- Signature of Mou Xinsheng

Head of the General Administration of Customs
- In office March 2001 – March 2008
- Premier: Zhu Rongji Wen Jiabao
- Preceded by: Qian Guanlin [zh]
- Succeeded by: Sheng Guangzu

Personal details
- Born: December 1943 (age 82) Fufeng County, Shaanxi, China
- Party: Chinese Communist Party
- Alma mater: Northwest University of Politics and Law Central Party School of the Chinese Communist Party

= Mou Xinsheng =

Chinese politician (born 1943)

Mou Xinsheng (牟新生 (Móu Xīnshēng); born December 1943) is a Chinese politician who served as head of the General Administration of Customs from 2001 to 2008. He was a member of the 16th Central Committee of the Chinese Communist Party. He was a delegate to the 11th National People's Congress.

==Biography==
Mou was born in Fufeng County, Shaanxi, in December 1943. In 1963, he was accepted to the Northwest University of Politics and Law, majoring in law.

**Directive A:** Reproduce the passage on Mou Xinsheng word for word, beginning at the words "Mou Xinsheng (牟新生" and stopping after the words "majoring in law.".

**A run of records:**
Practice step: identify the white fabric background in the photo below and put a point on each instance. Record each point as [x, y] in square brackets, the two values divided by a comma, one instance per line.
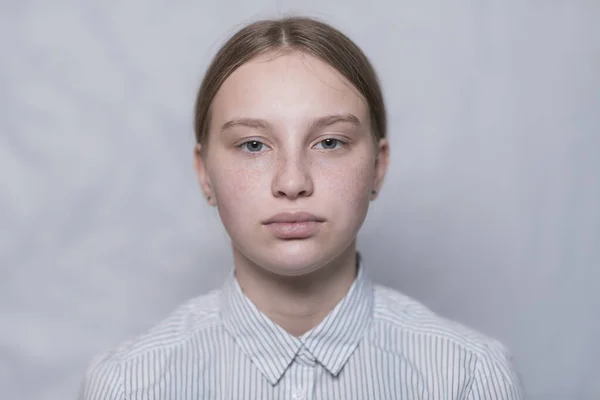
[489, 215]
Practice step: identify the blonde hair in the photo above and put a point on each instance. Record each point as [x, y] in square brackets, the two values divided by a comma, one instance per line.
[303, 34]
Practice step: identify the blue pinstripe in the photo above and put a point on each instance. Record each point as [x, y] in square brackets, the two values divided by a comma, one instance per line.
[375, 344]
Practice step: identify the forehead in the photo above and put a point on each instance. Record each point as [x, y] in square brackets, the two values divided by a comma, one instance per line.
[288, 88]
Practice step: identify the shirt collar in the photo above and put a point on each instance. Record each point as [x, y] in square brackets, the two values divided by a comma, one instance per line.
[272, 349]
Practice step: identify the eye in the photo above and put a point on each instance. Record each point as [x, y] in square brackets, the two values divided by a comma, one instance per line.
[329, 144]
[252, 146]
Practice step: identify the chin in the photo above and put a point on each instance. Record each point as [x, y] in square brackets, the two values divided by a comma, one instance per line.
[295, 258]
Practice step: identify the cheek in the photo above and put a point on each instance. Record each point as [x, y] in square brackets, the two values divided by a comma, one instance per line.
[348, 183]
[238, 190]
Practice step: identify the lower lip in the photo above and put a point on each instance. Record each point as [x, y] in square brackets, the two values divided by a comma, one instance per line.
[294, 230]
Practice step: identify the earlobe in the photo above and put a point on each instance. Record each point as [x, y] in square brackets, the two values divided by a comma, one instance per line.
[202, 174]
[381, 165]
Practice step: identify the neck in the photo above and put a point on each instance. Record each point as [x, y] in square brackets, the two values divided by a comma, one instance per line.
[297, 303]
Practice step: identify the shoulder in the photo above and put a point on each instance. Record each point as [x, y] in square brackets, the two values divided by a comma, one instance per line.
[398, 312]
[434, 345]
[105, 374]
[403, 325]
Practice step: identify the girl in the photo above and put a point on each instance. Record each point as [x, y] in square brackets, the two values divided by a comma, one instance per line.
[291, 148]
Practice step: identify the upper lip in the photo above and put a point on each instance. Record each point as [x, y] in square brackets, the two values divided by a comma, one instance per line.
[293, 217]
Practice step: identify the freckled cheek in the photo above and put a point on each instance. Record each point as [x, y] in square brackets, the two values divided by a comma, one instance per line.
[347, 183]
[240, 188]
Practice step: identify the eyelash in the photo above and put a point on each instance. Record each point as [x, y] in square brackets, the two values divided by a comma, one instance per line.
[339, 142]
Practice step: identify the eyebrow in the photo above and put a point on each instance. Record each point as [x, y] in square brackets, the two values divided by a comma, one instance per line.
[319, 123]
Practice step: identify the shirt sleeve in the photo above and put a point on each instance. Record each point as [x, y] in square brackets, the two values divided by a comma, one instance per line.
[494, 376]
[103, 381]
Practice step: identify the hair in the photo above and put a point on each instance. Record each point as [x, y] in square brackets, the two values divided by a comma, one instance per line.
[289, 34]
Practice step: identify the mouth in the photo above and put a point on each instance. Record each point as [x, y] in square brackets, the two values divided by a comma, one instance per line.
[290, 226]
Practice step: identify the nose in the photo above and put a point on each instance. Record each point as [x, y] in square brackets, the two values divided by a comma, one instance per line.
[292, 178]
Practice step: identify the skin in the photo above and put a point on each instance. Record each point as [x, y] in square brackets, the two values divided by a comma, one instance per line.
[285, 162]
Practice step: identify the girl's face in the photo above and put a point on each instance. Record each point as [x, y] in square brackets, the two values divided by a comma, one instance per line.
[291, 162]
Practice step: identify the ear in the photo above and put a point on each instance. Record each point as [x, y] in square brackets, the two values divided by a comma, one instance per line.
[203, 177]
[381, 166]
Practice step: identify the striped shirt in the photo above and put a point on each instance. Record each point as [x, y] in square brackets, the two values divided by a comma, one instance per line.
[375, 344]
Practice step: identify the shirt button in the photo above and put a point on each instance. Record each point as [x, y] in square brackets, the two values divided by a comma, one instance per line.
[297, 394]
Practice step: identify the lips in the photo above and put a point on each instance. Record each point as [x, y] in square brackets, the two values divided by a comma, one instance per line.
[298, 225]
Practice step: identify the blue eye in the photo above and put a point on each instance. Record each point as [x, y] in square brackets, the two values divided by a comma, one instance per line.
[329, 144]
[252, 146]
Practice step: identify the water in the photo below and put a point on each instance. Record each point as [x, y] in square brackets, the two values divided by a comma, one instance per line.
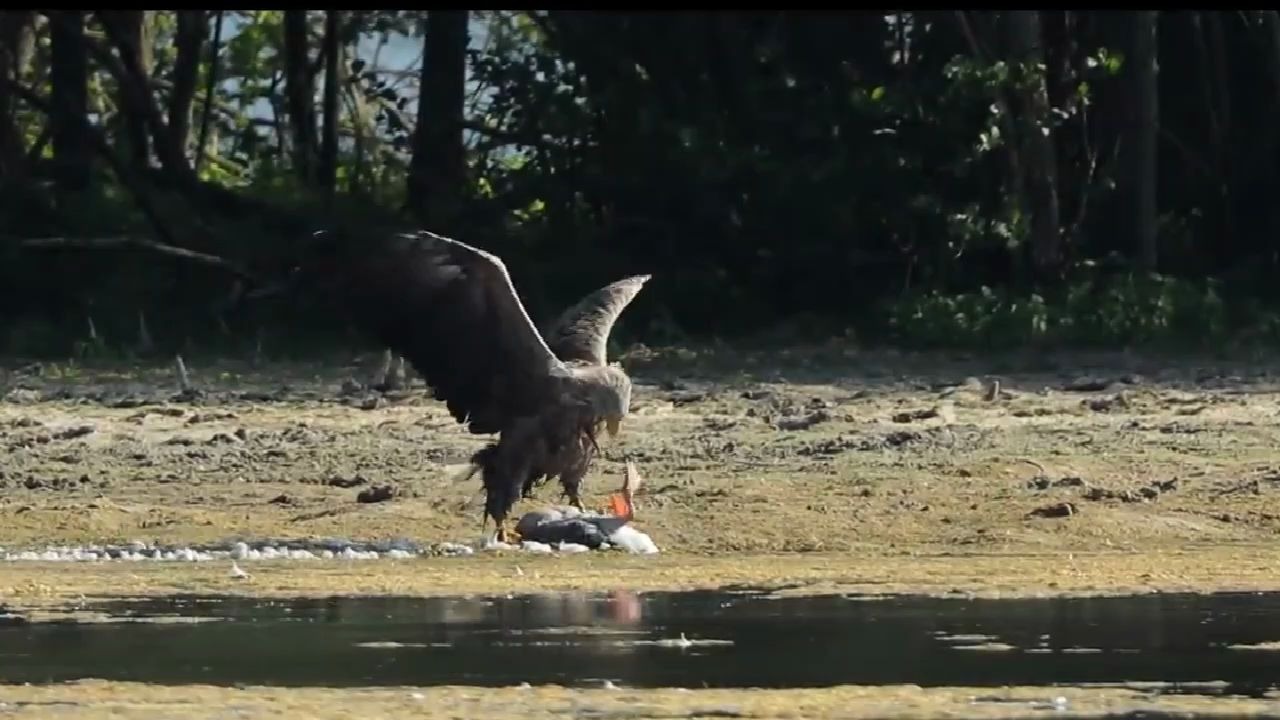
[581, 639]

==

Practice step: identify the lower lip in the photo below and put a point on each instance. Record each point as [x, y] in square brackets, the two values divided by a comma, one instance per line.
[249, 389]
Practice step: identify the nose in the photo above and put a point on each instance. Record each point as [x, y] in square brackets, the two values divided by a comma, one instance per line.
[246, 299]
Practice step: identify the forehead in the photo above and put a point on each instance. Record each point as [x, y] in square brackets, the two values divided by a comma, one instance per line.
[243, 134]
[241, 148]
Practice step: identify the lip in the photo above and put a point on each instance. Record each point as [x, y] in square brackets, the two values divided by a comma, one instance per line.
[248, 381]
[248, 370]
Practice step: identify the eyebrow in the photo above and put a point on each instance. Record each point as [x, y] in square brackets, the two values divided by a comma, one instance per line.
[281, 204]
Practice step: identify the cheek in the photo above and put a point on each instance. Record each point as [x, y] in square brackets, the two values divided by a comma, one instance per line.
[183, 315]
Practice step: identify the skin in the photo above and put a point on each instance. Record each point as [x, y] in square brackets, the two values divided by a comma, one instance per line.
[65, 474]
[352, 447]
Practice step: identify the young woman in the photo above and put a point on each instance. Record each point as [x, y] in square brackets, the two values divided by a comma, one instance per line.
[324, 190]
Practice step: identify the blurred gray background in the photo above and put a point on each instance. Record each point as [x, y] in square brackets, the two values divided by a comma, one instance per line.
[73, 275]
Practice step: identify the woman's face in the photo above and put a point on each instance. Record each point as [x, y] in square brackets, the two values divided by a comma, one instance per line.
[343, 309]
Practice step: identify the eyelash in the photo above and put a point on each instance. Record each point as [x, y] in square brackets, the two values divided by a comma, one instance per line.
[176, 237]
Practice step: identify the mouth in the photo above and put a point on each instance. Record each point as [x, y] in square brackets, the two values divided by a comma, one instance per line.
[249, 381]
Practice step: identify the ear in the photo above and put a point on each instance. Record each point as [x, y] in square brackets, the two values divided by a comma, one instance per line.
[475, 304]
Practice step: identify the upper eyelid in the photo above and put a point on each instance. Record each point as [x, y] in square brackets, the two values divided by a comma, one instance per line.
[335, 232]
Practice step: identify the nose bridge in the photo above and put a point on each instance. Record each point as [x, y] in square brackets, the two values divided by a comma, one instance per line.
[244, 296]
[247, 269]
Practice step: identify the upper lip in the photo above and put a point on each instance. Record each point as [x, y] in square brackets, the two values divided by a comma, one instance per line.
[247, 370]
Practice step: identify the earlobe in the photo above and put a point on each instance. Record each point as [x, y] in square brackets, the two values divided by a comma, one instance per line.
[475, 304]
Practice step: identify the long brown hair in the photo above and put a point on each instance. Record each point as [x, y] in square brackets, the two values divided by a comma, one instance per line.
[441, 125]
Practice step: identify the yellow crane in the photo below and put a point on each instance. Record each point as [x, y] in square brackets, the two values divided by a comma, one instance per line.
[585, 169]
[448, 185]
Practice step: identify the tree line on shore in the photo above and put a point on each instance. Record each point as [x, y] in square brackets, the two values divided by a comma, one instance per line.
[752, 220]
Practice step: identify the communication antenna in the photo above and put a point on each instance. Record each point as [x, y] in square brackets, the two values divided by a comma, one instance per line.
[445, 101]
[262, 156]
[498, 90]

--

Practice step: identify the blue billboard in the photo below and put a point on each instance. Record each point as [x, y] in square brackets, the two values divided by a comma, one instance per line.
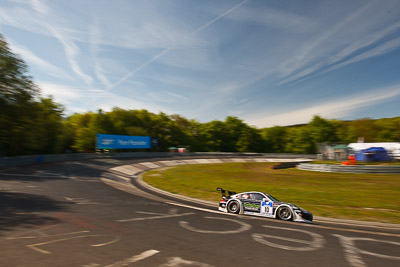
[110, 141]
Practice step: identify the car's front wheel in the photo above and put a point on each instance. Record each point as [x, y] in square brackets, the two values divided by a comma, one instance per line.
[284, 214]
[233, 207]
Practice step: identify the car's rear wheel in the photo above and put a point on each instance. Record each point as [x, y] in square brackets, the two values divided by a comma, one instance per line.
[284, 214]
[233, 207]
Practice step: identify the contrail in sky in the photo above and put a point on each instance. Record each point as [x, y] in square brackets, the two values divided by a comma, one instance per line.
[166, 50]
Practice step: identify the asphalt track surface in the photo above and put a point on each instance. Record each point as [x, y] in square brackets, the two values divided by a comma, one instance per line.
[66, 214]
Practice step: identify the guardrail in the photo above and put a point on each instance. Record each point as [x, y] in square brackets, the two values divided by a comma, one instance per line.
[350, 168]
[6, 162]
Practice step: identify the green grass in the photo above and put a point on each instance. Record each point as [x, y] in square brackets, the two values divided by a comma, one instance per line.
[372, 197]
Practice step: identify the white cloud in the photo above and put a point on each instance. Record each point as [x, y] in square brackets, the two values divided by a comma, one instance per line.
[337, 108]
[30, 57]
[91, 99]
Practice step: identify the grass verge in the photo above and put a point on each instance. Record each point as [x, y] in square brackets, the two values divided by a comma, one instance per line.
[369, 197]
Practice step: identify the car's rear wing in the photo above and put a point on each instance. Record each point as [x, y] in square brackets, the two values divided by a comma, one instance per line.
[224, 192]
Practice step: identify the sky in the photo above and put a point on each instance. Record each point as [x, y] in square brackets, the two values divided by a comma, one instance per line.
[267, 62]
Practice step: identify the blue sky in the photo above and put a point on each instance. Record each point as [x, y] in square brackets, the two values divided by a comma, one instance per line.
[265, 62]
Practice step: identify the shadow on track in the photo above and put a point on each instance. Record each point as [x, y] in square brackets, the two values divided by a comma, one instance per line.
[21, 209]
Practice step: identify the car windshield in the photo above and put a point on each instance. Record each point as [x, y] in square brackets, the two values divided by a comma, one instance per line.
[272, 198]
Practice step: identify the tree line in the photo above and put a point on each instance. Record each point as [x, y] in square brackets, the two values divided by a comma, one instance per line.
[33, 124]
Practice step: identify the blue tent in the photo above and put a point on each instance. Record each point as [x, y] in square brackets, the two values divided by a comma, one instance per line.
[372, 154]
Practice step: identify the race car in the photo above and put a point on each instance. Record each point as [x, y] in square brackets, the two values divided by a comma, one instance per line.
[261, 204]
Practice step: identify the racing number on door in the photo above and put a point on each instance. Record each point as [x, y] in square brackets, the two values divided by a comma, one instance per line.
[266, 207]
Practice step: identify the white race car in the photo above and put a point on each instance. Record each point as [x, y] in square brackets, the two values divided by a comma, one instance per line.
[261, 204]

**Directive B:** From the entries, pick out every line that contains the string "blue" and copy each such line in full. Treat uppercase and lowercase letters as different when matching.

**Correct response A:**
Mou Xinsheng (牟新生 (Móu Xīnshēng); born December 1943) is a Chinese politician who served as head of the General Administration of Customs from 2001 to 2008. He was a member of the 16th Central Committee of the Chinese Communist Party. He was a delegate to the 11th National People's Congress.

==Biography==
Mou was born in Fufeng County, Shaanxi, in December 1943. In 1963, he was accepted to the Northwest University of Politics and Law, majoring in law.

**Correct response B:**
Practice step: identify the blue pinstripe in the photo above and put a point on each instance. Record each point as [x, y] in square brackets, the two values divided by a comma, one instance per line.
Practice step: identify the blue eye in the photo above and put a point on each instance. Record each point as [x, y] in square brackets, the two values divided by a comma, one instance per line.
Practice step: identify the blue billboard in the photo below and put a point on each instance. Record each point as [x, y] in square brackets, the two values divided by a comma, one instance per line.
Practice step: identify the blue sky in the photo above and put a point on each instance. Record each point as [x, y] in square brackets, the two values divided by a comma, one instance per line.
Practice step: identify the blue tent in the photo above and put a point on each instance. Record each point as [x, y] in square brackets, the two values divided by a comma, one instance per line.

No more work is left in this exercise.